About this exercise — Exercise in exact copying. Transcribe every entry that follows, word for word.

Data entries —

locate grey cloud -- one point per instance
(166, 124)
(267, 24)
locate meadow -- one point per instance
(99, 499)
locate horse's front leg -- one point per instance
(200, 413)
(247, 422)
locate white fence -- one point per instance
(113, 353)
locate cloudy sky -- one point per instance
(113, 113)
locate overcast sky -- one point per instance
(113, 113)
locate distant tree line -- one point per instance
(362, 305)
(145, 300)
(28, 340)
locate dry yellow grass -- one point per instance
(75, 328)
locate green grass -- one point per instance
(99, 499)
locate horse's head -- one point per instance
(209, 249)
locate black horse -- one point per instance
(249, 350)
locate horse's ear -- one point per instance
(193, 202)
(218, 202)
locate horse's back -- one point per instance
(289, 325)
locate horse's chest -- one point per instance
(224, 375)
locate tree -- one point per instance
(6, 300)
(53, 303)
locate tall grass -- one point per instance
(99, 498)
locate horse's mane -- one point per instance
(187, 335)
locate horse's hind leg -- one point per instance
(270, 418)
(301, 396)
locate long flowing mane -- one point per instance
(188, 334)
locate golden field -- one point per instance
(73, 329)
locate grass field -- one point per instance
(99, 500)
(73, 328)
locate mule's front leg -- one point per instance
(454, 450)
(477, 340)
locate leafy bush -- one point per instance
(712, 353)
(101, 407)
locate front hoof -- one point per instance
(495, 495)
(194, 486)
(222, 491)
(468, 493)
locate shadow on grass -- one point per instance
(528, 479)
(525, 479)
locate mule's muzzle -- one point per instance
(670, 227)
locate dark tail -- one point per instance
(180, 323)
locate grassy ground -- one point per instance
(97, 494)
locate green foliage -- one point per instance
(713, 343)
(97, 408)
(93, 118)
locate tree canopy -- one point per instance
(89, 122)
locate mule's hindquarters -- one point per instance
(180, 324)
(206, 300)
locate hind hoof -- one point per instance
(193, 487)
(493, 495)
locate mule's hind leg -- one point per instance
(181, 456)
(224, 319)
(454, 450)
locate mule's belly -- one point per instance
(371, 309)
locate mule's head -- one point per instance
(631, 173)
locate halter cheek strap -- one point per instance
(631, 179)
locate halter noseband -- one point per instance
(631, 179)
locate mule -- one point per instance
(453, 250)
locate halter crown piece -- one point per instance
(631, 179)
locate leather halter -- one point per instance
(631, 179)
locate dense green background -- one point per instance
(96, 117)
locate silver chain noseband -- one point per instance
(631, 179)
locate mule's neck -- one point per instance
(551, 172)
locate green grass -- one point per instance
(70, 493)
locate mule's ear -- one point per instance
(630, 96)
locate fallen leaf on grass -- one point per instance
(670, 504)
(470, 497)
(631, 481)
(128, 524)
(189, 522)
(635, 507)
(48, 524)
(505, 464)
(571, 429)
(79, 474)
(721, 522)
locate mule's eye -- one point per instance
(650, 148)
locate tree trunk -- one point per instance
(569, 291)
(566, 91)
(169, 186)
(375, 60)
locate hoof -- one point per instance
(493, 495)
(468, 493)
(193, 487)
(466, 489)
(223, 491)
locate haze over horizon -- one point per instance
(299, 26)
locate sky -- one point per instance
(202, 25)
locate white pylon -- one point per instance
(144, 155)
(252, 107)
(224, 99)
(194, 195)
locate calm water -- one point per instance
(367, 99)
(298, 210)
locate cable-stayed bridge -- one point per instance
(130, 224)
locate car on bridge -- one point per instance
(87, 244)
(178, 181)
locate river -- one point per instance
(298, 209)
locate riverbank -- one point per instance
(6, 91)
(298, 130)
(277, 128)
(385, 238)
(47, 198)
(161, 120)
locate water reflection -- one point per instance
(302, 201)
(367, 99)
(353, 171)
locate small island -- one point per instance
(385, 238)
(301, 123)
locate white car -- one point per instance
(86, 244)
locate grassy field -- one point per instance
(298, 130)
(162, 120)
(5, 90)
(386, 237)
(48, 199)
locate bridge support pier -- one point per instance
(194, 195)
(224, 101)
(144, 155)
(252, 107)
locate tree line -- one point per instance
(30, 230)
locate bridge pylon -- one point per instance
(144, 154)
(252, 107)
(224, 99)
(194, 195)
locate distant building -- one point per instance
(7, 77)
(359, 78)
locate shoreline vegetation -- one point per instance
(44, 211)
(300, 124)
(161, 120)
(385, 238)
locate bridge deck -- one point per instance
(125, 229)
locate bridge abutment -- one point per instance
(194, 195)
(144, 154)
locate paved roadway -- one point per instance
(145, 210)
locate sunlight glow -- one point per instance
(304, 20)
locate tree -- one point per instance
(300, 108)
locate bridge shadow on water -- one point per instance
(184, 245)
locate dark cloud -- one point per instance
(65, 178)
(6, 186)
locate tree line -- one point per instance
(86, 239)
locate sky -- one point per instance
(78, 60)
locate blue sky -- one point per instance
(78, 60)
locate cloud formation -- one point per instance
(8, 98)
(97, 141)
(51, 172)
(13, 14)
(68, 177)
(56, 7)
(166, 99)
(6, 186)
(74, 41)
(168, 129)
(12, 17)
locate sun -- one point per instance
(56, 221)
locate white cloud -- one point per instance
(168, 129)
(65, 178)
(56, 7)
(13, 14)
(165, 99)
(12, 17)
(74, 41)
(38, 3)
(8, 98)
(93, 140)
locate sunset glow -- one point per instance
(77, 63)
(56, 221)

Exercise solution —
locate grey cloud -- one point per instance
(166, 124)
(267, 24)
locate meadow -- one point per instance
(99, 499)
locate horse's front leg -- one point per instance
(200, 413)
(247, 422)
locate white fence -- one point per instance
(113, 353)
locate cloudy sky -- one point per instance
(113, 113)
locate overcast sky -- one point per instance
(113, 113)
locate distant tree line -- one point per instance
(362, 305)
(145, 300)
(28, 340)
locate dry yellow grass -- one point per instance
(75, 328)
locate green grass -- one point per instance
(99, 499)
locate horse's head -- one point per instance
(209, 249)
locate black horse -- one point per instance
(249, 350)
locate horse's ear -- one point per instance
(193, 202)
(218, 202)
locate horse's back -- one point per instance
(289, 325)
locate horse's chest -- one point per instance
(224, 375)
locate tree -- one point per instance
(6, 300)
(53, 303)
locate tall grass -- one point per instance
(99, 498)
locate horse's mane -- one point per instance
(187, 335)
locate horse's hind leg -- one point per instance
(270, 418)
(301, 396)
locate long flowing mane -- one point per instance
(188, 334)
locate golden field -- one point per instance
(73, 329)
locate grass field -- one point per instance
(99, 500)
(73, 328)
locate mule's front leg -- one point per instance
(454, 450)
(477, 340)
locate leafy bush -- one point per instance
(712, 353)
(101, 407)
locate front hoof -- one point per instance
(495, 495)
(194, 486)
(222, 491)
(468, 493)
locate shadow on grass -- one point per instance
(528, 479)
(525, 479)
locate mule's muzzle -- one point per instance
(670, 227)
locate dark tail -- one point per instance
(180, 323)
locate grassy ground -- one point per instance
(97, 494)
locate green foliage -- one point per instance
(713, 343)
(97, 408)
(93, 118)
locate tree canopy -- one point per instance
(89, 122)
locate mule's hindquarters -- one point per instance
(180, 324)
(206, 300)
locate hind hoof -- one point per instance
(193, 487)
(493, 495)
locate mule's hind leg -- one point per instance
(181, 456)
(224, 319)
(454, 450)
locate mule's belly -- one point per instance
(371, 309)
locate mule's head -- one point per instance
(631, 173)
locate halter cheek strap -- one point per instance
(631, 179)
locate halter noseband -- one point per instance
(631, 179)
locate mule -- one point per instance
(453, 250)
locate halter crown piece -- one point per instance
(631, 179)
locate leather halter -- one point per instance
(631, 179)
locate dense green background -- one point per instance
(96, 117)
locate silver chain noseband -- one point per instance
(631, 179)
locate mule's neck -- one point per instance
(551, 172)
locate green grass -- one point per instance
(70, 493)
locate mule's ear -- one point per instance
(630, 96)
locate fallen leaf on grass -- one point per instance
(670, 504)
(470, 497)
(631, 481)
(128, 524)
(189, 522)
(635, 507)
(48, 524)
(505, 464)
(571, 429)
(79, 474)
(721, 522)
locate mule's eye -- one point per instance
(650, 148)
locate tree trunk -- one point per instance
(569, 291)
(566, 91)
(169, 186)
(375, 60)
locate hoof -- one point per instance
(493, 495)
(468, 493)
(193, 487)
(466, 489)
(223, 491)
locate haze over horizon -- one point per instance
(299, 26)
locate sky -- one point per instance
(202, 25)
locate white pylon -- one point per instance
(144, 155)
(252, 107)
(224, 99)
(194, 195)
locate calm water -- one point per instance
(367, 99)
(298, 210)
locate cable-stayed bridge -- one point per instance
(130, 224)
locate car on bridge -- one point per instance
(87, 244)
(178, 181)
locate river -- one point per instance
(298, 209)
locate riverbank -- one point per instance
(6, 91)
(298, 130)
(277, 128)
(385, 238)
(47, 198)
(161, 120)
locate water reflection -- one point per instance
(302, 201)
(367, 99)
(353, 171)
locate small island -- one point per instance
(385, 238)
(301, 123)
locate white car -- one point per instance
(86, 244)
locate grassy field -- one point per instance
(298, 130)
(162, 120)
(5, 90)
(386, 237)
(48, 199)
locate bridge support pier -- one point per instance
(194, 195)
(224, 101)
(144, 155)
(252, 107)
locate tree line -- one point per instance
(30, 230)
locate bridge pylon -- one point per instance
(144, 154)
(252, 107)
(224, 99)
(194, 195)
locate distant building -- one point per instance
(7, 77)
(359, 78)
locate shoreline vegetation -- one point per instance
(44, 211)
(300, 124)
(161, 120)
(385, 238)
locate bridge deck -- one point per instance
(125, 229)
locate bridge abutment -- one point per instance
(194, 195)
(144, 154)
locate paved roadway -- one point per instance
(145, 210)
locate sunlight glow -- one point per instance
(304, 20)
locate tree -- one point per instance
(300, 108)
locate bridge shadow on water -- one point per instance
(184, 245)
locate dark cloud -- one point per instance
(65, 178)
(6, 186)
locate tree line -- one point per instance
(86, 239)
locate sky -- one point per instance
(78, 60)
locate blue sky -- one point per instance
(78, 60)
locate cloud formation -- one point per instance
(8, 98)
(97, 141)
(51, 172)
(13, 14)
(68, 177)
(56, 7)
(166, 99)
(6, 186)
(74, 41)
(168, 129)
(12, 17)
locate sun -- one point per instance
(56, 221)
locate white cloud -- one point per instance
(168, 129)
(65, 178)
(56, 7)
(13, 14)
(165, 99)
(12, 17)
(74, 41)
(38, 3)
(8, 98)
(93, 140)
locate sunset glow -- one point per instance
(77, 63)
(56, 221)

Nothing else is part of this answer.